[[ Entries provided, beginning ]]

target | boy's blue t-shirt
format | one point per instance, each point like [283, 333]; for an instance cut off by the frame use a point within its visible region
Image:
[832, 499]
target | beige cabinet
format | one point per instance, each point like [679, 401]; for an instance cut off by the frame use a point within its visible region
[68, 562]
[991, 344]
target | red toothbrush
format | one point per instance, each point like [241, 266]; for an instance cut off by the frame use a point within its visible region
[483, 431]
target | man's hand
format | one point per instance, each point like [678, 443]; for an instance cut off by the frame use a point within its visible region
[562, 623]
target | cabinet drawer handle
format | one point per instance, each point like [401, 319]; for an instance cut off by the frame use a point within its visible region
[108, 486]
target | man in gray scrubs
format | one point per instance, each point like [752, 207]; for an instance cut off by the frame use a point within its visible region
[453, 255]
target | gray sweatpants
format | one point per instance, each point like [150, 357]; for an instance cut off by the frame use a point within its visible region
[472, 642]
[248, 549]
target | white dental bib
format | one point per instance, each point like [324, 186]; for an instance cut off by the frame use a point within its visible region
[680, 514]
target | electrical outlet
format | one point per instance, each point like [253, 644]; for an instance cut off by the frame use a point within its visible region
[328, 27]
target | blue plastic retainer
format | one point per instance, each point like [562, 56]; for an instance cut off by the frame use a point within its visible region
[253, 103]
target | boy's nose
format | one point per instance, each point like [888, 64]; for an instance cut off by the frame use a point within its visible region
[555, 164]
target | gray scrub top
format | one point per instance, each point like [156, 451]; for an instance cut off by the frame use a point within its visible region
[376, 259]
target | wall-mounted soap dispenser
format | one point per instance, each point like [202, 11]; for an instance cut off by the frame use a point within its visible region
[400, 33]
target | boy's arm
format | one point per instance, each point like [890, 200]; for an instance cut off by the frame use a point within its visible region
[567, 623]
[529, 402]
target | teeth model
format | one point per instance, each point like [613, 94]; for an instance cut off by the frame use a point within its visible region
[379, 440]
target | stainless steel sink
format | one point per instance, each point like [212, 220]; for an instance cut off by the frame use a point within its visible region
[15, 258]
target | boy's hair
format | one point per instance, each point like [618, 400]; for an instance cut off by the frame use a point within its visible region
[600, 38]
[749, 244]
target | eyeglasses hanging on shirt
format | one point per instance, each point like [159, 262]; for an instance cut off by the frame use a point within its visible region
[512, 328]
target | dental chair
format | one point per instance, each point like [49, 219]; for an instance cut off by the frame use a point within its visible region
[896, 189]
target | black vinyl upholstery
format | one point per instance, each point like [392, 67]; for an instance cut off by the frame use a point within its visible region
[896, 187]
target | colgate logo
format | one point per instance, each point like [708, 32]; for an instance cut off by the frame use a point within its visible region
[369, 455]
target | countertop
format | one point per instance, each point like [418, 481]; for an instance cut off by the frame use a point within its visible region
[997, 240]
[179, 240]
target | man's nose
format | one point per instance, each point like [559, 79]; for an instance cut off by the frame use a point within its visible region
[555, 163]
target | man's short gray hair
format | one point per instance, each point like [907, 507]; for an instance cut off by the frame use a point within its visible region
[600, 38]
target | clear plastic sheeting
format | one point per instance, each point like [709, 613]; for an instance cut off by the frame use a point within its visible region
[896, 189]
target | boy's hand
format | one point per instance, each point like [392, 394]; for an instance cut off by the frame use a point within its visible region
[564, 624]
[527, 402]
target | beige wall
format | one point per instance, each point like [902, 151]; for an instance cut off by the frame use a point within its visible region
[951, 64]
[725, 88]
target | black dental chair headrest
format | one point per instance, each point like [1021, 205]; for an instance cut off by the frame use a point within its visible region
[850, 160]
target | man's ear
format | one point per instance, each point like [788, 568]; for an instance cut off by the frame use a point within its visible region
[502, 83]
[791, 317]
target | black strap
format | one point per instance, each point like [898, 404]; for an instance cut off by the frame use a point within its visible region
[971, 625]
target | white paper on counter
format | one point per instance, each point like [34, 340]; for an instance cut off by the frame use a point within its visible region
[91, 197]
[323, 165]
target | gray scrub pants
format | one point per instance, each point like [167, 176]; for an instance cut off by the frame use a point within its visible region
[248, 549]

[[ Entries provided, end ]]

### Task to carry out
With "black" as the word to match, copy each line of the records that has it.

### Problem solution
target | black vinyl upholstery
target | black dental chair headrest
target | black strap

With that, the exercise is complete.